<<<<

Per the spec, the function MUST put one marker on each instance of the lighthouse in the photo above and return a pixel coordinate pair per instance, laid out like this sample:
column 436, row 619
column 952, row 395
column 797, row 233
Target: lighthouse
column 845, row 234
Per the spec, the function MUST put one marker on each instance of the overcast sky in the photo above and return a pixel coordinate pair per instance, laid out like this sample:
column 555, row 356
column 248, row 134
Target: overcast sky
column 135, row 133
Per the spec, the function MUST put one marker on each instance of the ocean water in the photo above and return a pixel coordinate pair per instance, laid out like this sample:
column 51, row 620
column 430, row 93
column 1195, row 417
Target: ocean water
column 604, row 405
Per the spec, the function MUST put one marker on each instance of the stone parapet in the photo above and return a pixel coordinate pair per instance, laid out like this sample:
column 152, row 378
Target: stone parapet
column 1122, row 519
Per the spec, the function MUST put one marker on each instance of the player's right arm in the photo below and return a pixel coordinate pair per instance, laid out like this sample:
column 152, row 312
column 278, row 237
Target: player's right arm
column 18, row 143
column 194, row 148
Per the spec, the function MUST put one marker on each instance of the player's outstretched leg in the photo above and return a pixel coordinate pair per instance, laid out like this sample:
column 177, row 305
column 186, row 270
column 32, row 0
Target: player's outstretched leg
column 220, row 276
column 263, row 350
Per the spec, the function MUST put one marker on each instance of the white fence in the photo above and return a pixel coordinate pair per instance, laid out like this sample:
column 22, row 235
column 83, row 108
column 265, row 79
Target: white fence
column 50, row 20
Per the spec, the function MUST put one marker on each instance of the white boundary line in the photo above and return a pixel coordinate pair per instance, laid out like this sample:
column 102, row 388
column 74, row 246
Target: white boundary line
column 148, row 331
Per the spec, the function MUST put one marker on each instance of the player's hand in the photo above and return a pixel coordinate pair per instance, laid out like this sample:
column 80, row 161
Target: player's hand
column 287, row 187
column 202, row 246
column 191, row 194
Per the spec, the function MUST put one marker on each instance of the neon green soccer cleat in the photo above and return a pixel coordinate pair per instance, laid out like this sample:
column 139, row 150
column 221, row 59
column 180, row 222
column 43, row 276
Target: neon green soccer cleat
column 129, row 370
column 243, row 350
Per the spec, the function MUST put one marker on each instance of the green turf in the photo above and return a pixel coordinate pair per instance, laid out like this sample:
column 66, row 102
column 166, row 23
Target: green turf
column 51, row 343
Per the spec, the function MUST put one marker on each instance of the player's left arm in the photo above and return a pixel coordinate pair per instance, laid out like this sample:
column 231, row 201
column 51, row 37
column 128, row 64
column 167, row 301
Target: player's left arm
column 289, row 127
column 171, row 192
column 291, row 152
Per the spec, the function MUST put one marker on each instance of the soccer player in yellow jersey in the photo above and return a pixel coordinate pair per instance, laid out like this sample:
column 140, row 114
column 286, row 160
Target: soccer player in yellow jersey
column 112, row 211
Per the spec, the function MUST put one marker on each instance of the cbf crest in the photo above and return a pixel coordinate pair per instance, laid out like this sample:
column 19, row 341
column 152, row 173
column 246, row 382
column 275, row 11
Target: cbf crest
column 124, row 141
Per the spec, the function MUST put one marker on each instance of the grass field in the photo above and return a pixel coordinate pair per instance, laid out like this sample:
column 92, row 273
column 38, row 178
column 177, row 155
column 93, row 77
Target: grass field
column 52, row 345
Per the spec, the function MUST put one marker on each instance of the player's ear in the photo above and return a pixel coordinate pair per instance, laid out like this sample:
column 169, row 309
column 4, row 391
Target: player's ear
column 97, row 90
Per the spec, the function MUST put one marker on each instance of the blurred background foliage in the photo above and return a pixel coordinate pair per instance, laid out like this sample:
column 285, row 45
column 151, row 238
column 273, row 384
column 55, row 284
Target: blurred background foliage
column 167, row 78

>>>>

- Given problem -
Copy out, word for word, everything from the line above that contains "of the green" down to the line that contains "column 124, row 141", keeping both of those lines.

- Finished exercise -
Per the spec, the function MUST put one marker on each instance of the green turf in the photo above and return a pixel coordinate pair per instance, laid out like this sample:
column 66, row 102
column 166, row 23
Target: green turf
column 51, row 343
Per the spec, the function MUST put one marker on each instance of the player's left arm in the photo above and return a pixel coordinate pair per instance, laid out like this sample:
column 231, row 201
column 51, row 37
column 128, row 64
column 167, row 301
Target: player's left arm
column 289, row 127
column 171, row 192
column 291, row 152
Per the spec, the function MUST put one marker on each instance of the soccer player in yellow jersey in the photo above and return a pixel coordinate pair per instance, laid out like this sample:
column 140, row 114
column 286, row 160
Target: soccer player in yellow jersey
column 112, row 211
Per the spec, the function MUST put one marker on each instance of the cbf crest in the photo above and return a pixel coordinate pair per instance, laid out like this sample:
column 19, row 341
column 152, row 173
column 246, row 382
column 275, row 11
Target: cbf crest
column 124, row 141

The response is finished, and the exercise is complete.